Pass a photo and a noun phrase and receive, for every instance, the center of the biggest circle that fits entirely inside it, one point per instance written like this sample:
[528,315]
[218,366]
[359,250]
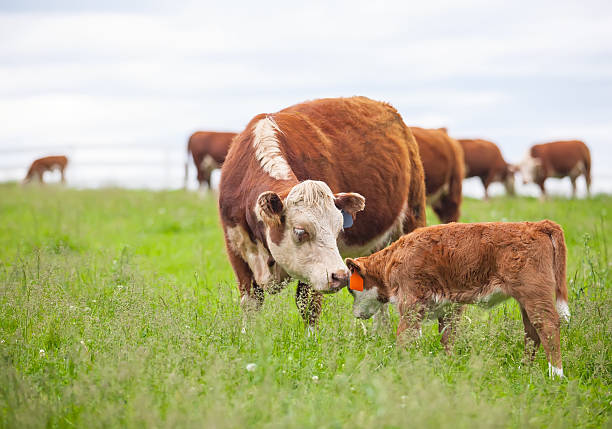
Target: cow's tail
[587,168]
[415,210]
[187,163]
[557,239]
[457,174]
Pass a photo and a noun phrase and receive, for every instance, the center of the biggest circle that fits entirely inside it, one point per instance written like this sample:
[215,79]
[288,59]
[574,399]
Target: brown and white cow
[483,159]
[49,163]
[208,150]
[294,180]
[442,159]
[570,158]
[427,271]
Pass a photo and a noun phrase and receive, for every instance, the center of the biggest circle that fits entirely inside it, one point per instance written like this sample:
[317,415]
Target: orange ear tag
[356,282]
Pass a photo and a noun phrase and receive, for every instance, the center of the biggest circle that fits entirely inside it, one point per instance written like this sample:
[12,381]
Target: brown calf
[294,181]
[208,150]
[557,159]
[483,159]
[480,263]
[42,165]
[442,159]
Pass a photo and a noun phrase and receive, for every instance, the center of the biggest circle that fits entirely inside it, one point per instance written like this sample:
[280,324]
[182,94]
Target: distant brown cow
[557,159]
[42,165]
[295,180]
[428,270]
[208,150]
[442,159]
[484,159]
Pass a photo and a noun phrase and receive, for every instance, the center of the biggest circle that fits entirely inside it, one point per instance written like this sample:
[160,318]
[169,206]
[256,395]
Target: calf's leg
[447,326]
[543,316]
[532,339]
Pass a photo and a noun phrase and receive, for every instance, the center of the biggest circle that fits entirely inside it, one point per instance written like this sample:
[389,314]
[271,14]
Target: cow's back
[480,157]
[562,156]
[439,155]
[352,144]
[214,144]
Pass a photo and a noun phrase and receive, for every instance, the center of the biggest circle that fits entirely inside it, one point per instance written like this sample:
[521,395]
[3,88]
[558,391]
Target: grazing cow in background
[442,159]
[208,150]
[433,268]
[293,183]
[557,159]
[42,165]
[484,159]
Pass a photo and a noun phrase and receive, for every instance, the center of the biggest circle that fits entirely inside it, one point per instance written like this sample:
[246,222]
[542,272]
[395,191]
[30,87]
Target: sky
[117,82]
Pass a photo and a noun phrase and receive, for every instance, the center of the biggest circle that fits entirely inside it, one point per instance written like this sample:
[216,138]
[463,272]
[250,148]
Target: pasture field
[118,309]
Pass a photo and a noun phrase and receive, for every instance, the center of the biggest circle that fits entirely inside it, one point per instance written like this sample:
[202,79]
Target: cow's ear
[355,266]
[350,202]
[270,208]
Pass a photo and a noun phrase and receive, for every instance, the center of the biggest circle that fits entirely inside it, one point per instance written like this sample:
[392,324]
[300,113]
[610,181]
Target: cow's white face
[302,230]
[529,167]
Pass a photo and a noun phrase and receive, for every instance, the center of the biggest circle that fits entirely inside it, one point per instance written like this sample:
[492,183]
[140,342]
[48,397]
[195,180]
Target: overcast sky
[78,73]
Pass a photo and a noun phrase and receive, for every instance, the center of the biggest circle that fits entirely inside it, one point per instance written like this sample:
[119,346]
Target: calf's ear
[350,202]
[270,208]
[354,266]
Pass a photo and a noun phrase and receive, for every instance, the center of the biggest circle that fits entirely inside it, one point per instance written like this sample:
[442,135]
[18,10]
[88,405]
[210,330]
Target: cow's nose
[340,279]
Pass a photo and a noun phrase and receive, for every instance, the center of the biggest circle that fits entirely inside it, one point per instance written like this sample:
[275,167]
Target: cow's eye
[300,235]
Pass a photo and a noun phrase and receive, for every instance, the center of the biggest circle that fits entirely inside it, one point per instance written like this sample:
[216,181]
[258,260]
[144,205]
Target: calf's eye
[300,235]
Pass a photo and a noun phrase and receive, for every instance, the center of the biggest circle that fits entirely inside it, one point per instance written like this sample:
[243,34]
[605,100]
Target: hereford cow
[433,268]
[42,165]
[442,159]
[208,150]
[557,159]
[484,159]
[294,181]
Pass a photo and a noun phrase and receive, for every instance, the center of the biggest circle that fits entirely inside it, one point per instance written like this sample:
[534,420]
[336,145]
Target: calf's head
[302,230]
[368,300]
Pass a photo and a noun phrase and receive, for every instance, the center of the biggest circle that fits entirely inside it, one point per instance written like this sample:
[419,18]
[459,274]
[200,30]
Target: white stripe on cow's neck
[267,149]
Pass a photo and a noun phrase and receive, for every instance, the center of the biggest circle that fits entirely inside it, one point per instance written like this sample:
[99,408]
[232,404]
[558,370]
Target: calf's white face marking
[302,231]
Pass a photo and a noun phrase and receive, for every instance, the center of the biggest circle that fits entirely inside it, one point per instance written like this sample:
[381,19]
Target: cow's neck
[281,188]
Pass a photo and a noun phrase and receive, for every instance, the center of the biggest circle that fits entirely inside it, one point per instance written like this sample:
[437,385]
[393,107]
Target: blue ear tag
[347,219]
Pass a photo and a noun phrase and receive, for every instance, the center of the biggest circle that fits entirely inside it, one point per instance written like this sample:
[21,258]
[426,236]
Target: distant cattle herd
[345,177]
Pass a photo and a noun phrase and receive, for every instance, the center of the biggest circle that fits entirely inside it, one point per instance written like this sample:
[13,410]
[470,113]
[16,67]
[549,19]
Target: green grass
[118,308]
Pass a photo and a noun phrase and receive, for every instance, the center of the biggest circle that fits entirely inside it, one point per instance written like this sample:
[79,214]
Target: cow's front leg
[308,302]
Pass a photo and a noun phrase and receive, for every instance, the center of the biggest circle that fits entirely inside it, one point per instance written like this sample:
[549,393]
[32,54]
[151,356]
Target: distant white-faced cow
[42,165]
[442,159]
[427,271]
[557,159]
[484,159]
[294,181]
[208,150]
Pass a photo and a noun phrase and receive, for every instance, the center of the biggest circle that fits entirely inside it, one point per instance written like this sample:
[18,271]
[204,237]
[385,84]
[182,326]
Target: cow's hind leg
[308,302]
[543,316]
[573,180]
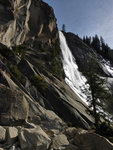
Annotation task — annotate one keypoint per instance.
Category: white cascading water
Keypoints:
(74, 78)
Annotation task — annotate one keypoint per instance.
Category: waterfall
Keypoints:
(74, 78)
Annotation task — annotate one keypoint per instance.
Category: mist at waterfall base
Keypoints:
(74, 78)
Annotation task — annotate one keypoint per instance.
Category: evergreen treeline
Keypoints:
(98, 44)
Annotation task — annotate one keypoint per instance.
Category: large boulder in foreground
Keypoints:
(13, 107)
(34, 139)
(92, 141)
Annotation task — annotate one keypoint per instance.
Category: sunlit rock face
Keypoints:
(26, 21)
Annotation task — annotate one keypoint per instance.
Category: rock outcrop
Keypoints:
(36, 105)
(26, 21)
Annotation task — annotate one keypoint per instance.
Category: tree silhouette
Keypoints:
(64, 28)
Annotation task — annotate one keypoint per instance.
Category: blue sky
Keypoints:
(85, 17)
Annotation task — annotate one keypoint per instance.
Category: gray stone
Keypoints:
(2, 134)
(90, 141)
(60, 141)
(35, 139)
(12, 134)
(14, 108)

+ + +

* Work order *
Every entry above should be returned exactly, with no images included.

* Task answer *
Pass a photo and a noun phrase and receive, for every instance, the center of the biggest circle that fits entirely inside it, one point per instance written like this sample:
[528,315]
[218,366]
[359,250]
Target: cow's tail
[587,168]
[415,210]
[187,163]
[557,239]
[457,174]
Pass a photo and a noun phrase and receive, for every instance, the center of the biggest circle that fits entirely inside it, one point per instance written like this sample:
[215,79]
[288,59]
[574,399]
Target: brown and white cow
[483,159]
[49,163]
[208,150]
[294,180]
[442,159]
[570,158]
[427,271]
Pass a photo and a noun phrase and receive, for every instance, the center of the biggest circle that fits entirely inside it, one point per instance written like this sample:
[317,415]
Target: orange ear tag
[356,282]
Pass a photo and a noun phrase and receive, for every instance, the center of the biggest circle that fits entirely inside it, one point per instance written like this sample:
[12,381]
Target: brown calf
[294,181]
[208,150]
[557,159]
[483,159]
[480,263]
[42,165]
[442,159]
Pass a photo and a noun phrase and receive, for every instance, the center of the biggest circle that fits entirely inside it, one point per instance written like this sample:
[280,324]
[182,94]
Target: distant brown cow
[557,159]
[42,165]
[295,180]
[428,270]
[208,150]
[442,159]
[484,159]
Pass a photo and a noun phrase and receive, for every instance, the center of the biggest circle that fits entirely inside it, one point per instance written like this sample:
[160,318]
[169,206]
[256,395]
Target: calf's leg
[447,326]
[543,316]
[532,339]
Pass a photo and a noun phrase and receive, for every instance, the center of the biggest circle that fits entirely inside it, one point per instance written like this sample:
[389,314]
[271,14]
Target: cow's back
[480,157]
[562,156]
[439,155]
[352,144]
[214,144]
Pass a photo and a noun phrase and receive, for every instance, the center of the biggest circle that fits entirely inside it, one point per instance written like this sample:
[521,395]
[3,88]
[558,391]
Target: grazing cow in background
[442,159]
[208,150]
[433,268]
[293,183]
[557,159]
[42,165]
[484,159]
Pass a photo and a noun phrase and receive, for every instance, the center of the biggest circle that fits entirely inside it, one point per instance written like this sample:
[246,222]
[542,272]
[395,191]
[30,87]
Target: sky
[117,82]
Pass a photo and a noun phrase and receive, for every instance, the center of the biggest circle that fits entirely inside it, one point per instance written like this sample:
[216,138]
[463,272]
[250,148]
Target: pasture field
[118,309]
Pass a photo and a noun phrase and receive, for every instance, the center of the biggest circle that fits entirely inside it, one point per instance written like this sample:
[202,79]
Target: cow's ear
[355,266]
[350,202]
[270,208]
Pass a photo and a noun phrase and receive, for every instance, the center of the biggest circle that fits entirely inside it, one point per instance written like this sample:
[392,324]
[300,113]
[610,181]
Target: cow's white face
[302,230]
[529,167]
Pass a photo and a noun phrase and receive, for every instance, the center of the biggest circle that fits entirely inside it, one point per instance written like this sample:
[492,183]
[140,342]
[48,397]
[195,180]
Target: overcast sky
[78,73]
Pass a photo and a noun phrase and receive, for every instance, the center of the biggest circle that fits entirely inside it, one point per instance written like this sample:
[119,346]
Target: calf's ear
[350,202]
[270,208]
[354,266]
Pass a photo and a noun phrase and receive, for every instance, the center of the biggest circle that fits entirely inside it, one point per instance written like this sample:
[442,135]
[18,10]
[88,405]
[210,330]
Target: cow's nose
[340,279]
Pass a photo and a noun phrase and receive, for every instance, the center of the biggest circle that fits entirely inside it, one point per instance written like this sample:
[275,167]
Target: cow's eye
[300,235]
Pass a photo and a noun phrase and receive, for every instance, the center of the biggest circle that fits entirely inside it, one point per instance written like this sample:
[216,181]
[258,260]
[144,205]
Target: calf's eye
[300,235]
Pass a photo and a noun phrase and receive, for every instance, the center of the biggest circle that fits entirely inside it, one point per instance written like this sample:
[243,34]
[605,100]
Target: hereford cow
[433,268]
[42,165]
[442,159]
[208,150]
[557,159]
[484,159]
[294,181]
Pass a photo and a noun phrase and receive, for every instance, the center of the biggest circle that fits entirely inside it, one point per instance written like this sample:
[534,420]
[336,145]
Target: calf's head
[302,230]
[368,300]
Pass a photo and a noun phrase and receive, for every instance, the center of the biggest circle that fits entirely inside it, one point per instance written like this sample:
[419,18]
[459,274]
[200,30]
Target: white stripe on cow's neck
[267,149]
Pass a photo and a noun phrase and receive, for every instance, the center of the biggest circle that fits entirely inside it, one point per instance written like this sample:
[99,408]
[232,404]
[558,370]
Target: calf's white face marking
[302,231]
Pass a photo and a noun phrase and receive, for every instance, the center of the biggest circle that fits entirely inside it, one point per instance written like this sample:
[381,19]
Target: cow's neck
[281,188]
Pass a photo and a noun phrase and receive, for every instance, the center of the biggest circle that fits entirely inside it, one point per instance written like this sample:
[437,385]
[393,107]
Target: blue ear tag
[347,219]
Pass a photo and a noun phrase and receive, for every instance, the center of the biggest circle that fits entirely inside it, one point per instance written like this sample:
[21,258]
[426,236]
Target: distant cattle herd
[345,177]
Pass a photo and a noun phrase and receive, for every instance, the center of the biggest circle that fits entirely inside it, one point per instance written like this sample:
[13,410]
[470,113]
[16,67]
[549,19]
Target: green grass
[118,308]
Pass a photo and a noun phrase and receive, for every instance, the center of the biggest circle that fits entirely inside it, one point per instance written like this sample:
[79,214]
Target: cow's front leg
[308,302]
Pass a photo and a noun phrase and receive, for every instance, the center of the biggest circle that fits entirely inside it, one point per instance written like this sample:
[549,393]
[32,54]
[151,356]
Target: distant white-faced cow
[42,165]
[442,159]
[427,271]
[557,159]
[484,159]
[294,181]
[208,150]
Pass a photo and a noun phrase and receive, for every instance, the center of the biggest circle that fits entirely inside it, one point per instance written like this sample:
[18,271]
[204,237]
[385,84]
[182,326]
Target: cow's hind leg
[308,302]
[543,316]
[573,180]
Annotation task — annotate one keypoint per instance.
Category: white cascading water
Keypoints:
(74, 78)
Annotation task — annotate one keypoint per instance.
Category: waterfall
Keypoints:
(74, 78)
Annotation task — annotate one keypoint per instance.
Category: mist at waterfall base
Keypoints:
(74, 78)
Annotation task — annotate one keypoint per instance.
Category: evergreen treeline
Keypoints:
(98, 44)
Annotation task — annotate one keypoint per instance.
Category: large boulder in foreground
Keypoints:
(13, 107)
(34, 139)
(92, 141)
Annotation task — annotate one keypoint per instance.
Category: sunlit rock face
Keypoints:
(26, 21)
Annotation task — annotate one keypoint per instance.
Category: rock outcrop
Keypoints:
(36, 105)
(26, 21)
Annotation task — annotate one keypoint per instance.
Category: tree silhouette
Keypoints:
(64, 28)
Annotation task — annotate one keypoint per instance.
Category: blue sky
Keypoints:
(85, 17)
Annotation task — annotate one keypoint per instance.
Category: gray stone
Keypoints:
(2, 134)
(90, 141)
(60, 141)
(35, 139)
(12, 134)
(14, 108)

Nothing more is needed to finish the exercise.